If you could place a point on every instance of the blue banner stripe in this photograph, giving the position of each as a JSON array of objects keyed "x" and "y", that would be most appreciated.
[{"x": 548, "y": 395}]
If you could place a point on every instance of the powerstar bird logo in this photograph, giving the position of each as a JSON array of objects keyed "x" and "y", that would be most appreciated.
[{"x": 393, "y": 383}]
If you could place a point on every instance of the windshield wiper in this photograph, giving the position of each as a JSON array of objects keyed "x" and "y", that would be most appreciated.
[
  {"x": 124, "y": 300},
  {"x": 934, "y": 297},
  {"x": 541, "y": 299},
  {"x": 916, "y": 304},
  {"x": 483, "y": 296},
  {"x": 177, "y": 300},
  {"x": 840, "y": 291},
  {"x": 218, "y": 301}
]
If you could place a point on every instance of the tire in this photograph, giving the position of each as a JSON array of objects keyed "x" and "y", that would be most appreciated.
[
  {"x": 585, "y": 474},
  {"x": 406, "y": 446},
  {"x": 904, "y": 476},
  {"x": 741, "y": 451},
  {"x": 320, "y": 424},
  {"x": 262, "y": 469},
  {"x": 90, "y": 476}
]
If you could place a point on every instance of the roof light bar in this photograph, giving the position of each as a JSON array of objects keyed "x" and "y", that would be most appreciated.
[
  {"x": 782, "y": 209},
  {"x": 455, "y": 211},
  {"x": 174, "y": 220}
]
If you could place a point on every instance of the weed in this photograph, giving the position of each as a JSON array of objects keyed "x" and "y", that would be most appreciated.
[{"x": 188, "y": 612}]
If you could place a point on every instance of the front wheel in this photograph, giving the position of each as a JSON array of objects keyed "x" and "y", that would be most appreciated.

- - - - - - -

* _STATED TASK_
Copy out the rows again, requests included, beginning with the row that contains "of the weed" and continuing through the last row. Offset every x and y coordinate in the answers by adding 67 to it.

* _EXPECTED ANSWER_
If you could place a point on every instance of the weed in this photograph, giving the position of each as a JSON array of objects keyed "x" and "y", that would be most appreciated.
[{"x": 255, "y": 679}]
If you could place a point on every instance of the front wheel in this photograph, giving the position of each as a JSON array of objects keyed "x" and "y", that would be most appreciated.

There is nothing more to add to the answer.